Software / Documentation / Cameras

Cameras Module

Synchronized video capture from Raspberry Pi camera modules (IMX296, etc.) and USB webcams with per-frame timing data.

The Cameras module captures video from CSI ribbon-connected cameras and USB webcams. Each camera runs in its own module instance with configurable resolution and frame rate, allowing you to capture multiple camera views simultaneously.

Getting Started

  1. Connect your camera — CSI ribbon cable or USB
  2. Enable "Cameras" — In the Modules menu
  3. Camera appears — In the Devices panel when detected
  4. Click Connect — To launch this camera's window
  5. Adjust settings — Via the Controls menu if needed
  6. Start a session — To begin recording

User Interface

Preview Display

Shows a live feed from this camera instance:

  • Preview runs at reduced resolution for performance
  • Each camera has its own dedicated window
Camera module showing live preview and capture statistics

Settings Window

Access via Controls > Show Settings Window:

Setting Description
Preview Resolution Display size (320x240 to 640x480)

_Extracted records_
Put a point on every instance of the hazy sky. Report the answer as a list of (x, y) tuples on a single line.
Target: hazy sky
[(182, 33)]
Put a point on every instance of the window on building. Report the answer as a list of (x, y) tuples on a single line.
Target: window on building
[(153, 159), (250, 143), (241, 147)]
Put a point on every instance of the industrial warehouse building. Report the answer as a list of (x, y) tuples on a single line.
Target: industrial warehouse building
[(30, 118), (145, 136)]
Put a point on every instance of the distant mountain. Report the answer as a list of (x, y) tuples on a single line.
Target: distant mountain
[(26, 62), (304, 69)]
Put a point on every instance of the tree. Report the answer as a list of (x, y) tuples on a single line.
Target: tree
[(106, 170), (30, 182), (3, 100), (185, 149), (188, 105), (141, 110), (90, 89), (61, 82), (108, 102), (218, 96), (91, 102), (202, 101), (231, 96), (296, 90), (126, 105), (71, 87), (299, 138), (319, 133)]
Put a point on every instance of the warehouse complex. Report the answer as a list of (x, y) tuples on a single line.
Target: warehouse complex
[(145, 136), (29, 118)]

_Directions_
[A] Print everything in the Cameras module documentation from "Software / Documentation" down to "per-frame timing data.".
[B] Pick up the Cameras module documentation after its final words and continue writing it.
The lines play no part in this.

_Results of the exercise_
[A]
Software / Documentation / Cameras

Cameras Module

Synchronized video capture from Raspberry Pi camera modules (IMX296, etc.) and USB webcams with per-frame timing data.

[B]
Preview FPS Live view frame rate (1-15)
Record Resolution Capture size (up to sensor maximum)
Record FPS Recording frame rate (1-60+)

IO Metrics Bar

Shows real-time performance data:

Metric Description
Cam Active camera ID
In Input frame rate (from sensor)
Rec Recording output rate
Tgt Target recording FPS
Prv Preview output rate
Q Queue depths (preview/record)
Wait Frame wait time (ms)

Recording Sessions

Starting Recording

When you start a recording session:

  • Video capture begins to an AVI file
  • Frame timing is logged to a companion CSV
  • Recording metadata is saved to a separate CSV

During Recording

  • Timestamp overlay shows real-time clock and frame number
  • Queue metrics help you monitor if recording is keeping up
  • One video file per camera per trial

Data Output

File Location

{session_dir}/Cameras/{camera_id}/

Files Generated

File Description
{prefix}_{camera_id}.avi Video file
{prefix}_{camera_id}_timing.csv Per-frame timing data
{prefix}_{camera_id}_metadata.csv Recording session info

Example: trial_001_usb_0_001.avi

Video File Format

Property Value
Container AVI
Codec MJPEG (Motion JPEG)
Pixel Format YUV420P
Resolution Configurable (default 1280x720)
Frame Rate Configurable (default 30 fps)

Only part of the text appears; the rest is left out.